> [Prompt] Carry on the passage below about the chemistry of love, picking up after its final sentence.

> [Text passage]
☆ ☆ ☆ ☆ ☆ ☆ ☆

Apart from dopamine, there is an endless list of funky chemicals that brew the cocktail of love; we have oxytocin, commonly known as the cuddle hormone, and vasopressin, an antidiuretic hormone (limiting liquid flow rate), that function to deepen attachment and foster lasting bonds. These hormones, often also associated with childbirth and maternal bonding, induce feelings of calm and contentment post-sex. Post-nut clarity explained in a nutshell.
The wonders of love don’t just end there, though. A study tracking young women in love revealed the deep-rooted physiological changes that occur over the span of 2 years, and the results were truly astonishing! Being in love caused epigenetic changes through the genetic production of interferon, a protein typically mobilised to defend against viral invaders. These proteins were found to be up-regulated to bolster immune systems. So be kind to your partner, they might just be your unexpected knight in shining antiviral armour.

☆ ☆ ☆ ☆ ☆ ☆ ☆

[Referring expression data]

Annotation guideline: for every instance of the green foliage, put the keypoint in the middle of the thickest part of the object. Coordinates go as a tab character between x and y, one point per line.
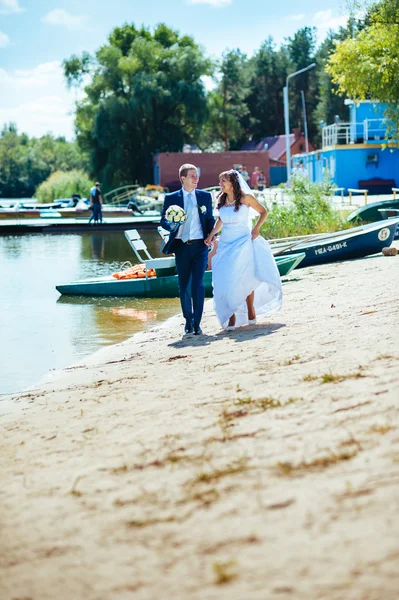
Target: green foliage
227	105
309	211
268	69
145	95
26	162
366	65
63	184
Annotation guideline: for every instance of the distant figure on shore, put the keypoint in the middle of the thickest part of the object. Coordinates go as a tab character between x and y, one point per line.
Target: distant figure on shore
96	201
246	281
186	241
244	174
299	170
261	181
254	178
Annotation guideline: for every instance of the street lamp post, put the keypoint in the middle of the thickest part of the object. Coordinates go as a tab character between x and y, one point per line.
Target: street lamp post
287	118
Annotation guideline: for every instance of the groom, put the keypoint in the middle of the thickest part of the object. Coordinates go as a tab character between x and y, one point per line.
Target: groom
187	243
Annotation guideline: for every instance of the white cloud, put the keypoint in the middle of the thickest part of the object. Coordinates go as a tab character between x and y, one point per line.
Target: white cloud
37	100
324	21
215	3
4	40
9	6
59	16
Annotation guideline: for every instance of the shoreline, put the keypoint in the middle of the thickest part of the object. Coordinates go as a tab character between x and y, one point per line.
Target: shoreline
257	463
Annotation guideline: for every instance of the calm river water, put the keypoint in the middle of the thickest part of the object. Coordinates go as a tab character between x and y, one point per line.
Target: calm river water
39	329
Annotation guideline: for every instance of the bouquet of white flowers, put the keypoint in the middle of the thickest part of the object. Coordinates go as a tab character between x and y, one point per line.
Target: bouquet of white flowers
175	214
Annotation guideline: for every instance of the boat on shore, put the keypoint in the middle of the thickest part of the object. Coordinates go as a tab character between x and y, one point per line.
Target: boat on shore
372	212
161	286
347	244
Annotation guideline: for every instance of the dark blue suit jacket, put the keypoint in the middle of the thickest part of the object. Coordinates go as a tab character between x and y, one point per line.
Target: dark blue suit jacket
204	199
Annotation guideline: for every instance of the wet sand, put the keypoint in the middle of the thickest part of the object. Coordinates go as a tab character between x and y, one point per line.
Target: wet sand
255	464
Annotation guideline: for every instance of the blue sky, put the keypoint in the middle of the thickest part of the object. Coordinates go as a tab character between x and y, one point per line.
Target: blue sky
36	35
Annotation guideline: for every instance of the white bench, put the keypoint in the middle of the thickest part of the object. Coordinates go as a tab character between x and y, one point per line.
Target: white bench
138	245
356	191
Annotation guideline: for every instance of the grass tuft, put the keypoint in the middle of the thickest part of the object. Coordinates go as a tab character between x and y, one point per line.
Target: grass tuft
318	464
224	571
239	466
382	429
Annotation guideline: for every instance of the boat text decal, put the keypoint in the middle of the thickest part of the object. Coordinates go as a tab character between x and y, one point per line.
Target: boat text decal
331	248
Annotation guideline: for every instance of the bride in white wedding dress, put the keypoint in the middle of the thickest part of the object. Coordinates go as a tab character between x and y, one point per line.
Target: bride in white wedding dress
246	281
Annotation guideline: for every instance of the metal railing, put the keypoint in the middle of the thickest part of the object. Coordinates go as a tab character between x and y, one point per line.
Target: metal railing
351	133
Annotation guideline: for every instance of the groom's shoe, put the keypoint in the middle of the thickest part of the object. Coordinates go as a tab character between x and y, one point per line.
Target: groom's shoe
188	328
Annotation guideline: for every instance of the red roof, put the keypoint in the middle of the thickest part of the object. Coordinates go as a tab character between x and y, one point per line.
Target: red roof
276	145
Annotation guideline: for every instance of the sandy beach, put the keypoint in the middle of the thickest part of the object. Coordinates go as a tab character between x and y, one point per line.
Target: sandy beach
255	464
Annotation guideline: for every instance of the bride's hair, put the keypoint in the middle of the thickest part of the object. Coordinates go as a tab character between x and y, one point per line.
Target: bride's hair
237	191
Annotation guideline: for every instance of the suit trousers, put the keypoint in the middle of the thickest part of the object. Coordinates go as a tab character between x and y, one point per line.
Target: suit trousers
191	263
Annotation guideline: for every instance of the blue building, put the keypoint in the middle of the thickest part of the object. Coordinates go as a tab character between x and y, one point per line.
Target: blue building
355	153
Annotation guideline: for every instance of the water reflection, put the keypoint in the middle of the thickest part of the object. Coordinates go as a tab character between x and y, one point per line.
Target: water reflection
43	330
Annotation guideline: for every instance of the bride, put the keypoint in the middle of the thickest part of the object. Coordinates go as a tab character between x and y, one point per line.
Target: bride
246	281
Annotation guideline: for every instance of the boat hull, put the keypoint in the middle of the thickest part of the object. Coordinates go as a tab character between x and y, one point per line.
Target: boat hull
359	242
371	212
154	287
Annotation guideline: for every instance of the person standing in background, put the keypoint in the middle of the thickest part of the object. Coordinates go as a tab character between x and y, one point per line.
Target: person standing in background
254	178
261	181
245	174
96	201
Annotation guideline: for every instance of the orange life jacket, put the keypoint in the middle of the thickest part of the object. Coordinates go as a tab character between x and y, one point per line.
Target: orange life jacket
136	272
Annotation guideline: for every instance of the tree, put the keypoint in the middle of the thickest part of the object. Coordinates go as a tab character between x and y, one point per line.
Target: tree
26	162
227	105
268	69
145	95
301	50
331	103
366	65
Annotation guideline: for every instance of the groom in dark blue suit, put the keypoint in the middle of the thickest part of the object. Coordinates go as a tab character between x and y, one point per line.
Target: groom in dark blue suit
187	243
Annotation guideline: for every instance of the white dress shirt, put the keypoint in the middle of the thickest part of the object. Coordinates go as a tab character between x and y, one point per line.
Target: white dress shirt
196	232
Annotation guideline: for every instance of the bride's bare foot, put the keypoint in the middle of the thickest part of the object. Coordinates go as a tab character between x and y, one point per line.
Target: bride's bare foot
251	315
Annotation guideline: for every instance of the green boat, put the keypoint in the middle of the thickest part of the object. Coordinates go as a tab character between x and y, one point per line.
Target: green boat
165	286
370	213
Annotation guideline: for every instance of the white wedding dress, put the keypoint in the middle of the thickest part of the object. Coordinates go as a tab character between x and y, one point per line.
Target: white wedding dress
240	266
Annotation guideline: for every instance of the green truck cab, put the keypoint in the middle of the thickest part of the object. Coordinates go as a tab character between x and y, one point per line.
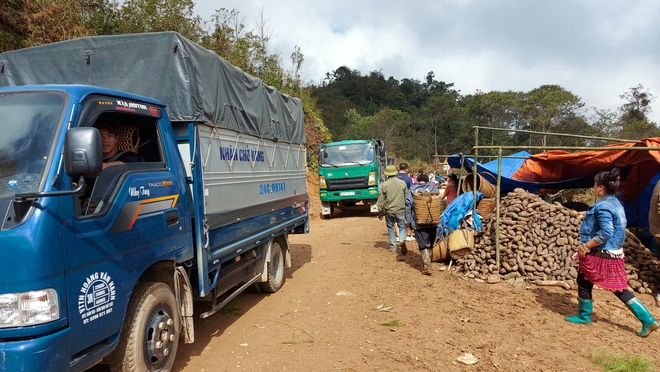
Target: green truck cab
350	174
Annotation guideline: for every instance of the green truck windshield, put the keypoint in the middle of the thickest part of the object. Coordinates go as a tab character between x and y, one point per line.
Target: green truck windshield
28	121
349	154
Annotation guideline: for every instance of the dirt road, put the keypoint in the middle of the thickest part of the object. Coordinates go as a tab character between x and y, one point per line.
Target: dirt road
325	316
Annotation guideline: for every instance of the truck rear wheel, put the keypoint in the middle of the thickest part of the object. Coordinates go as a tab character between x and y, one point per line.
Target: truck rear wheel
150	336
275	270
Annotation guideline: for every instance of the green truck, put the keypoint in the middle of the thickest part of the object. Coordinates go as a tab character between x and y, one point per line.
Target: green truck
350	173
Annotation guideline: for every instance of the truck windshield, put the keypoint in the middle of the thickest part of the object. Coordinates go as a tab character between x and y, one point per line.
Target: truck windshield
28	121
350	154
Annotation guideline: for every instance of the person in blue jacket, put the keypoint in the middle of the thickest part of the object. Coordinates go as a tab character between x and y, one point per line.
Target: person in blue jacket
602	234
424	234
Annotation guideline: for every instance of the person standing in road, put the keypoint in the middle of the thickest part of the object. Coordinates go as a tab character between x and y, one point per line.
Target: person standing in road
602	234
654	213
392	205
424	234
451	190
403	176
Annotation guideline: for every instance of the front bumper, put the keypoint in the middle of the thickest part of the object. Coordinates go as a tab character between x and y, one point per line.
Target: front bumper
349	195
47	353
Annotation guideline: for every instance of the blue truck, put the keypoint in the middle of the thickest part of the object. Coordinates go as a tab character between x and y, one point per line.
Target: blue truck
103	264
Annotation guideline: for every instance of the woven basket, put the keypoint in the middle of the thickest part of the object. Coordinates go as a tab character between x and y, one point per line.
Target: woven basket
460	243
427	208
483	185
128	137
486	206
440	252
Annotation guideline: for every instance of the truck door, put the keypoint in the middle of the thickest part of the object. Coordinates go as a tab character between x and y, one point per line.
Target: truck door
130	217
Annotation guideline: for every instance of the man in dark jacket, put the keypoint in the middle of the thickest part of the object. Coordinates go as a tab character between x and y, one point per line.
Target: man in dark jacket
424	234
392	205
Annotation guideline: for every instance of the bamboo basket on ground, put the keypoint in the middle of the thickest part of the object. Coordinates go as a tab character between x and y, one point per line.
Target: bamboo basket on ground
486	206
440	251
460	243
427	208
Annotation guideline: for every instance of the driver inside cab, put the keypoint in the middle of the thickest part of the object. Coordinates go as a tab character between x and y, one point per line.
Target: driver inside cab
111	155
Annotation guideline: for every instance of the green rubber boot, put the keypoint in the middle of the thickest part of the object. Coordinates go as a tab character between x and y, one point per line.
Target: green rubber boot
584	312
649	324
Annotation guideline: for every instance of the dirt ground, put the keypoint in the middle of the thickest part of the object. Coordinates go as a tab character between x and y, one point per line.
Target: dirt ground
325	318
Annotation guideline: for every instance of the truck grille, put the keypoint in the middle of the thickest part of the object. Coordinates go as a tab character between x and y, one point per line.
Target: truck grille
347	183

☆ ☆ ☆ ☆ ☆ ☆ ☆

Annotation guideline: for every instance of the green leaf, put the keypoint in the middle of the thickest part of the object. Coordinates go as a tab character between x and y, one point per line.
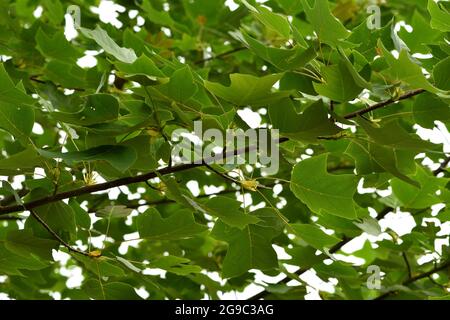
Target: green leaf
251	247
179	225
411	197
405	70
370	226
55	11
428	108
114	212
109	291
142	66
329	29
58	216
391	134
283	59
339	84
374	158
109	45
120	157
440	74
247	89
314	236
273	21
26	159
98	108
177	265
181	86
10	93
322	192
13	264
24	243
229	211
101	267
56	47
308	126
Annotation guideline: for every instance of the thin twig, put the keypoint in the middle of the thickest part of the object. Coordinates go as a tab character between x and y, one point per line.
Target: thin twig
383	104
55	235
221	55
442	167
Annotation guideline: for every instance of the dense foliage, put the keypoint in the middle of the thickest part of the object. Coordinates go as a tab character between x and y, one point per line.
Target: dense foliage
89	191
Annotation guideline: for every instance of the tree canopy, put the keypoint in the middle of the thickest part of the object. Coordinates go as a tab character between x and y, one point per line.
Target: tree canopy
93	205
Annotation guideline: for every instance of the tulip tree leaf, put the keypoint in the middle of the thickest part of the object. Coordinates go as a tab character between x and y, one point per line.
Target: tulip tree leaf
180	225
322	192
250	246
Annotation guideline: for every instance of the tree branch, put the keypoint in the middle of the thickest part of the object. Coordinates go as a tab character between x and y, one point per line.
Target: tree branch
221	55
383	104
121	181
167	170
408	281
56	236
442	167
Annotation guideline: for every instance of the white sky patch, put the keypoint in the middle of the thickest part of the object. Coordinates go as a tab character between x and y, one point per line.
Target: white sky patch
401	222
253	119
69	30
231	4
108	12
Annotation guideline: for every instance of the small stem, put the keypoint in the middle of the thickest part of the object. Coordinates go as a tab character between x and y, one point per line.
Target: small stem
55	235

☆ ☆ ☆ ☆ ☆ ☆ ☆

> [Response to the task]
Yet another study examined the impacts of preoperative social conditions (a polite way of saying the relationship status) on the postoperative outcome of patients undergoing a CABG surgery to create a by-pass path for blood flow into the heart. Remarkably, results depicted correlation between love and longevity: those who were married during surgery were 2 and a half times more likely to still be living 15 years later, hinting at the life-saving and life-extending potential of love’s embrace. Now, isn’t that wholesome?
“Despite these tumultuous physiological and psychological changes, with time, the grasp of love begins to soften, and you don’t fall and faceplant in love, rather, ever so slowly – you begin to grow, dance, and thrive, choosing love”
This isn’t to say that the exasperatingly exhilarating journey of love isn’t without its trials. Anxious thoughts, a common adjuvant even in the healthiest of relationships, lead to a surge in cortisol levels, leading to serotonin dips and the obsessive ruminations characteristic of infatuation. Despite these tumultuous physiological and psychological changes, with time, the grasp of love begins to soften, and you don’t fall and faceplant in love, rather, ever so slowly – you begin to grow, dance, and thrive, choosing love.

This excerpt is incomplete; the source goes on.